§ **Recorded data**
<<<<
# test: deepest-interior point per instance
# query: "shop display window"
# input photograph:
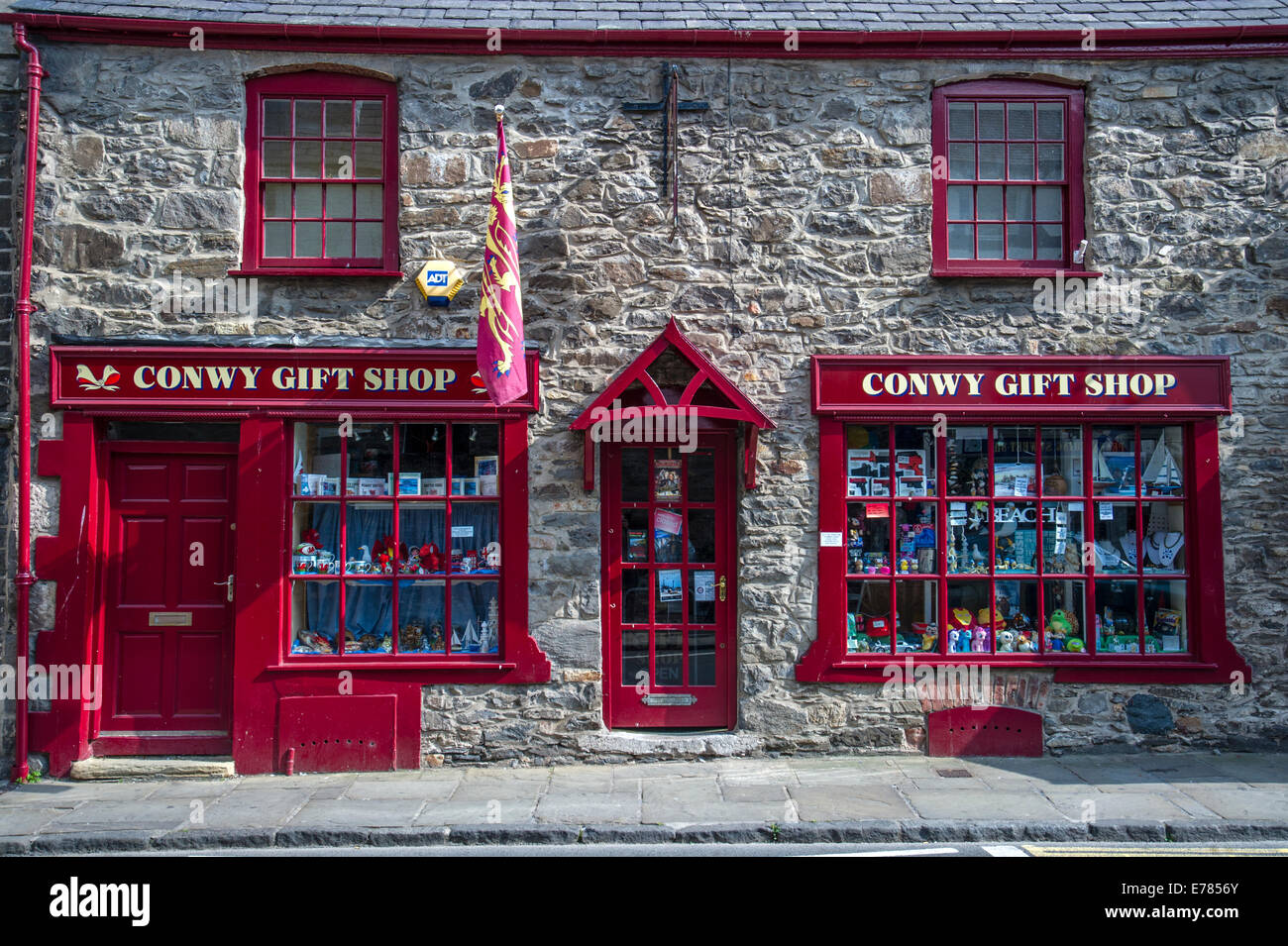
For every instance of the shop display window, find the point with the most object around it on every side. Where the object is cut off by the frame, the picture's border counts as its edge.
(1016, 541)
(395, 540)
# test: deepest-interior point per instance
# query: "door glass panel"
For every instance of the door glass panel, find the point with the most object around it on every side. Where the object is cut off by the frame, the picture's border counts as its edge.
(635, 536)
(670, 658)
(635, 596)
(702, 596)
(669, 606)
(702, 536)
(702, 476)
(702, 658)
(635, 473)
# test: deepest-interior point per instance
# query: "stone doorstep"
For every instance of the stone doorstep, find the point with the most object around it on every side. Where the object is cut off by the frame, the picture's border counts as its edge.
(111, 769)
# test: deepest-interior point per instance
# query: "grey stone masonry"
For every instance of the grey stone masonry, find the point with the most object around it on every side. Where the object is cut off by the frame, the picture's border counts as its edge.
(804, 228)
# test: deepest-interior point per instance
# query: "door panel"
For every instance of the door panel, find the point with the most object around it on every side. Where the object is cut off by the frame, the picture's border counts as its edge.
(668, 543)
(167, 619)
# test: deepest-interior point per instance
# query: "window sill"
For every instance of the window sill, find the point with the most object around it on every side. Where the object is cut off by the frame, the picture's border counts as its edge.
(322, 271)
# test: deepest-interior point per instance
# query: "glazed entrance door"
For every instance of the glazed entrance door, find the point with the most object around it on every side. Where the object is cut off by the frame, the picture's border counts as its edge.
(669, 579)
(168, 613)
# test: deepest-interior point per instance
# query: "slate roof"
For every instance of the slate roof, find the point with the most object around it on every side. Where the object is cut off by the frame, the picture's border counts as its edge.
(700, 14)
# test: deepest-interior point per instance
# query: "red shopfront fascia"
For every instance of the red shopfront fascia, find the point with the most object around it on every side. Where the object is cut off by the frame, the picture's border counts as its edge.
(369, 717)
(995, 391)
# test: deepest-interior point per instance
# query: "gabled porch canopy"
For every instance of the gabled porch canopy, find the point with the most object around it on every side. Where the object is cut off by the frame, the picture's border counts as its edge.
(658, 382)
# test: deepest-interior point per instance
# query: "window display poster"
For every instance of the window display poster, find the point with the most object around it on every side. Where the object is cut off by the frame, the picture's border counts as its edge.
(669, 584)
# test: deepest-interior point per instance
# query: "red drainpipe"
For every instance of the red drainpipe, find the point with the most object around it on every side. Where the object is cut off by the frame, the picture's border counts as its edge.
(24, 308)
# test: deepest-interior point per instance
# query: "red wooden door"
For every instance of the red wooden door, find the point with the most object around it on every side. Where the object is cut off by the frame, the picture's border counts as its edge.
(669, 579)
(167, 644)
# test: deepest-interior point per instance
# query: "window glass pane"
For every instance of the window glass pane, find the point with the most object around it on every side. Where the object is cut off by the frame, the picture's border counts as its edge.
(914, 532)
(308, 200)
(277, 158)
(475, 459)
(1065, 624)
(1016, 618)
(1050, 202)
(1050, 242)
(423, 537)
(421, 617)
(915, 615)
(372, 200)
(967, 537)
(368, 159)
(1061, 537)
(967, 459)
(277, 240)
(1019, 117)
(339, 159)
(1020, 166)
(372, 119)
(867, 460)
(960, 202)
(1019, 242)
(961, 161)
(369, 617)
(961, 120)
(635, 657)
(988, 202)
(1050, 162)
(635, 485)
(1061, 461)
(339, 240)
(370, 239)
(969, 618)
(868, 618)
(991, 161)
(1166, 624)
(1116, 537)
(1113, 461)
(868, 538)
(991, 120)
(1162, 451)
(990, 241)
(339, 119)
(314, 617)
(914, 460)
(1164, 537)
(635, 596)
(1117, 624)
(308, 158)
(277, 117)
(1019, 203)
(308, 119)
(277, 200)
(1051, 120)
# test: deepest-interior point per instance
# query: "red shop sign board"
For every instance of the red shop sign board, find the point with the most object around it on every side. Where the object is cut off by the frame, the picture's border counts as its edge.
(1006, 385)
(244, 378)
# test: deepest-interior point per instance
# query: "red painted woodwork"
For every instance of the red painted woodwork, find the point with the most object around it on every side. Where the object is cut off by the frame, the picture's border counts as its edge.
(984, 731)
(168, 545)
(314, 85)
(629, 696)
(742, 44)
(338, 734)
(245, 379)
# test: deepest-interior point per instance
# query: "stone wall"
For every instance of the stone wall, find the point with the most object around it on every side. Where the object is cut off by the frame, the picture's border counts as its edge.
(804, 228)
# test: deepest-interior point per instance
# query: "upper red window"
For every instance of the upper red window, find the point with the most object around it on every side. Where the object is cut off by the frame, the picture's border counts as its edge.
(1008, 177)
(321, 174)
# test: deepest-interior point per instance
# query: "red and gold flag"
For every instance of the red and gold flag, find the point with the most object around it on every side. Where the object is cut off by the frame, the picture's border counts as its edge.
(500, 344)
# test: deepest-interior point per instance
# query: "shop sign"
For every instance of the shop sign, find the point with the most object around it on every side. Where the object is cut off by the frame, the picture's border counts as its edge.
(917, 385)
(231, 377)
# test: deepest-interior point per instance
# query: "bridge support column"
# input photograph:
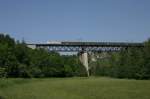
>>>>
§ **Problem statement**
An exact copy of the entries above, with no pictures, is the required answer.

§ **Result for this task**
# test: deepest-interior point per instance
# query: "shop display window"
# input photograph:
For every instance of the shop display window, find the point with the most object around it on every side. Where the object is cut off by the frame, the picture's border counts as its edge.
(1016, 541)
(395, 540)
# test: deepest-interior point per instance
# query: "door glass panel"
For every instance of the door glass panel, find the point with the most object around it on every side. Where the object is cut off by the frame, the picture's border counts as its edge.
(635, 536)
(670, 658)
(635, 596)
(702, 596)
(669, 606)
(702, 536)
(702, 476)
(702, 658)
(635, 473)
# test: deepest-interior point per instance
# query: "stone doorstep"
For every instance of the stone doorstep, find the point with the most object around it on every side. Where the object is cut off by the frame, the picture's border counts as its edge.
(111, 769)
# test: deepest-interior point per instance
# query: "grey stone masonry"
For every instance of the grey stone masonry, find the point with the most object around it on every side. Where the object is cut off by the frame, the picture's border counts as its edge.
(804, 228)
# test: deepest-interior point per instance
# query: "door panel"
For every instance of the door panel, find the point with the most object around it on every side. Where the object is cut off by the frame, the picture's border counts as its edge.
(668, 543)
(167, 619)
# test: deepest-interior point per instance
# query: "window sill"
For every instance of the window sill, find the point with the most object around it on every side. Where the object is cut off by the frame, the picture's border counts as its edge.
(322, 271)
# test: deepest-interior point per instance
# query: "glazed entrance door"
For every instance of the glazed entrance door, find the point with the most object around it on every side. Where the object is cut off by the frame, the picture's border counts as its edge.
(669, 579)
(168, 613)
# test: deepest-interior point per instance
# query: "slate roof"
For every instance of the slate roof, find the point with the most object around it on every side. Where the object is cut off by the frame, the picture's border counts as its edge.
(700, 14)
# test: deepest-interior point per instance
# query: "red shopfront fascia"
For every instance of the red shopfront fascia, find the point with the most object around it on every side. Where the object is cut off by the frame, the picture's border counts as its edge.
(369, 717)
(995, 391)
# test: deepest-interior point per instance
# query: "gabled porch canopy"
For every instance of the gabled porch canopy, find the point with the most object around it on every side. Where the object is cut off by the frame, the picture's border counts as its edge.
(658, 382)
# test: deepest-interior point per instance
# query: "window display poster"
For every instance of the window display poster, find the point with the most object around it on every side. Where the object is cut off by the frame, the picture's border counts as its edge.
(669, 584)
# test: deepest-interior point per instance
# query: "red drainpipe"
For every instance of the red drainpipe, find the point with the most object around it on every side. Where the object is cut off by the frame, the picture's border counts as its edge.
(24, 308)
# test: deepest-interior point per instance
# query: "red wooden door"
For every instance of the red wooden door, find the point with the most object around it on every side. Where the object is cut off by the frame, the picture's border counts as its edge.
(669, 579)
(167, 644)
# test: deepest-interior point per instance
# query: "window glass pane"
For every instance of the window glass pane, find the point with the most object around it on every side. Where the object is cut off by the frame, the picture's border counts as its edge.
(914, 532)
(308, 200)
(277, 158)
(475, 459)
(1065, 624)
(1016, 618)
(1050, 202)
(1050, 242)
(423, 537)
(421, 617)
(915, 615)
(372, 200)
(967, 537)
(368, 159)
(1061, 537)
(967, 459)
(277, 240)
(1019, 117)
(339, 159)
(1020, 166)
(372, 119)
(867, 460)
(960, 202)
(1019, 242)
(961, 161)
(369, 617)
(961, 120)
(635, 657)
(988, 202)
(1050, 162)
(635, 485)
(1061, 461)
(339, 240)
(370, 239)
(969, 618)
(868, 618)
(991, 161)
(1166, 624)
(1116, 537)
(1113, 461)
(868, 538)
(991, 120)
(1162, 451)
(990, 241)
(339, 119)
(314, 617)
(914, 460)
(1164, 537)
(635, 596)
(1117, 624)
(308, 158)
(277, 117)
(1019, 203)
(308, 119)
(277, 200)
(1051, 120)
# test: deepest-interior point per instance
# query: "red shop sign board"
For every instance of the red shop sign board, find the point with the most object around it on every side. Where the object is cut off by the frame, the picture's border counts as its edge.
(1006, 385)
(244, 378)
# test: deepest-interior point per instance
# query: "red painted woodwork"
For every instance of the red painted woodwork, find the point with the most object around it on every side. Where the object is cut off by the frame, the picture's border counts as its edge.
(984, 731)
(168, 545)
(314, 85)
(629, 696)
(742, 44)
(338, 734)
(245, 379)
# test: deepest-interior point per instance
# query: "stone wall"
For every instance of the stone wall, find the point with the most object around it on every side. Where the object is cut off by the frame, the picture's border counts as its edge.
(804, 228)
# test: deepest-interior point per instance
# query: "upper red window"
For every instance of the upper red window, find the point with the most object around it on every side. Where the object is cut off by the frame, the picture's border counts as its edge.
(1008, 177)
(321, 174)
# test: deepest-interior point per instance
# query: "red and gold flag"
For every instance of the red and gold flag, find the point with the most object around it on every side. Where the object is cut off by the frame, the picture's border counts as its edge.
(500, 344)
# test: deepest-interior point per instance
# query: "shop sign"
For every instance of the shop sign, find the point with the most object around it on every side. Where the object is cut off by the frame, the picture's border counts as its edge.
(917, 385)
(231, 377)
# test: deepest-interior point per instance
# query: "bridge support column"
# input photograph:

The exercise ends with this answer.